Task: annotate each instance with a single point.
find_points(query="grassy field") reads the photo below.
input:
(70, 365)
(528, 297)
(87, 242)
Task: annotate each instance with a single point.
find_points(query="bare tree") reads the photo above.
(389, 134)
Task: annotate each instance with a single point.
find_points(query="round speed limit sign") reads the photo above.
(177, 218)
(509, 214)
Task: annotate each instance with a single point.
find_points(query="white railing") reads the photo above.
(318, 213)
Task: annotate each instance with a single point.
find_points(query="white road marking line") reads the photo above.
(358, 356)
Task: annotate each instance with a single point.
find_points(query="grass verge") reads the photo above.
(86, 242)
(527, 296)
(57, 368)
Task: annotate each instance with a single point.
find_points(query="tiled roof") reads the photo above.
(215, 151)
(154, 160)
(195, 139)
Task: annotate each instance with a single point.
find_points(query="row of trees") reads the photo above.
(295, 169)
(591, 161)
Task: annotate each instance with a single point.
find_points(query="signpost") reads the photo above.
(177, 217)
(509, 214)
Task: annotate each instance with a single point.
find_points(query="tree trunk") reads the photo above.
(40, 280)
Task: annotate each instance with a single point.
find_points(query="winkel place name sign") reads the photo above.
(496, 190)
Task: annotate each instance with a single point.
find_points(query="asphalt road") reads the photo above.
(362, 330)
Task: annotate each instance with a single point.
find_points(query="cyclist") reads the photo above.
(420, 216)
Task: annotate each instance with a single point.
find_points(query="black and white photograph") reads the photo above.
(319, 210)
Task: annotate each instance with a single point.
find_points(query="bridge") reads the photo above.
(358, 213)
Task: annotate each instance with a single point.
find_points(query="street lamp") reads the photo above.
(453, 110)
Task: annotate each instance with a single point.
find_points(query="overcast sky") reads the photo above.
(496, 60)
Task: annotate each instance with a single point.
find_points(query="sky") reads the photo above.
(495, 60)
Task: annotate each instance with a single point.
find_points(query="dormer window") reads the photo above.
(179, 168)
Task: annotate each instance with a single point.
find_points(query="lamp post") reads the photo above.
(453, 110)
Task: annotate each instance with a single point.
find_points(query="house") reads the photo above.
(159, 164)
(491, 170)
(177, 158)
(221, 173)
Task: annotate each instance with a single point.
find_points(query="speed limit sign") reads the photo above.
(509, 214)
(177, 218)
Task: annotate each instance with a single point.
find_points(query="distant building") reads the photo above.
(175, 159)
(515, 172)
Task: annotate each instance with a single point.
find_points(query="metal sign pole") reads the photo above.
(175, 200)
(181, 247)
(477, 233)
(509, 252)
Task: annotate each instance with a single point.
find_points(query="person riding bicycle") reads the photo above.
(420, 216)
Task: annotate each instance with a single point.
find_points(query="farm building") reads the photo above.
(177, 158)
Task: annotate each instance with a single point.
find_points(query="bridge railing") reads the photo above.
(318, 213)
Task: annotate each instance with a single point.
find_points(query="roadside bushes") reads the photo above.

- [WHAT YOU NEED TO DO] Transcribe each entry verbatim, leaving none out.

- [ANSWER TO THE EXERCISE]
Task: annotate each instance with a single point.
find_points(query="grassy field") reads the photo below.
input:
(70, 365)
(528, 297)
(87, 242)
Task: annotate each instance with a single point.
find_points(query="bare tree") reads the photo above.
(389, 134)
Task: annotate each instance with a single point.
find_points(query="round speed limit sign") reads the photo above.
(177, 218)
(509, 214)
Task: annotate each instance with a single point.
find_points(query="white railing") reads the photo above.
(318, 213)
Task: annotate each instance with a single point.
find_points(query="white road marking line") reads the photo above.
(358, 356)
Task: annotate each instance with a single point.
find_points(query="grass verge") reads the photo above.
(86, 242)
(527, 296)
(57, 368)
Task: annotate each instance with a single point.
find_points(query="tiled roof") reads the photo above.
(215, 151)
(154, 160)
(195, 139)
Task: annotate each instance with a single point.
find_points(query="row of trees") reads the photo above.
(295, 169)
(591, 161)
Task: annotate each instance with a single point.
find_points(query="signpost") reads the photo above.
(177, 217)
(509, 214)
Task: annotate each instance with a single point.
find_points(query="tree trunk") reads the photo above.
(40, 280)
Task: annotate each instance with a single point.
find_points(query="winkel place name sign") reads the photo above.
(496, 190)
Task: annotate each instance with a single point.
find_points(query="asphalt road") reads the photo above.
(362, 330)
Task: annotate each instance with a single point.
find_points(query="cyclist") reads the photo above.
(420, 216)
Task: annotate each instance with a single point.
find_points(query="black and white photograph") reads the photo above.
(319, 210)
Task: annotate each instance with a single point.
find_points(query="bridge") reads the photo above.
(358, 213)
Task: annotate each instance with a single point.
find_points(query="street lamp") reads the photo above.
(453, 110)
Task: annotate each instance with a single point.
find_points(query="overcast sky") reads the photo above.
(496, 60)
Task: annotate each instance with a single point.
find_points(query="sky") reads the photo above.
(495, 60)
Task: annotate each instance with a single point.
find_points(query="dormer window") reads the photo above.
(179, 168)
Task: annotate each instance with a single point.
find_points(query="lamp post") reads the photo above.
(453, 110)
Task: annotate each instance with a single point.
find_points(query="house") reads the photo above.
(159, 164)
(491, 170)
(177, 158)
(221, 173)
Task: annotate each instance with a single point.
find_points(query="speed limit sign") reads the photo above.
(509, 214)
(177, 218)
Task: annotate each instance with a single point.
find_points(query="distant building") reads the photo above.
(175, 159)
(515, 172)
Task: annotate each instance with a single point.
find_points(query="metal sign pole") reads the photo above.
(175, 200)
(181, 247)
(477, 233)
(509, 252)
Task: annotate each instance with a single point.
find_points(query="person riding bicycle") reads the photo above.
(420, 216)
Task: annotate each instance with a single point.
find_points(query="farm building") reads the photo above.
(177, 158)
Task: annotate each instance with a single point.
find_points(query="bridge railing") reads the photo above.
(318, 213)
Task: annotate each instance with a single point.
find_points(query="roadside bushes") reads the photo above.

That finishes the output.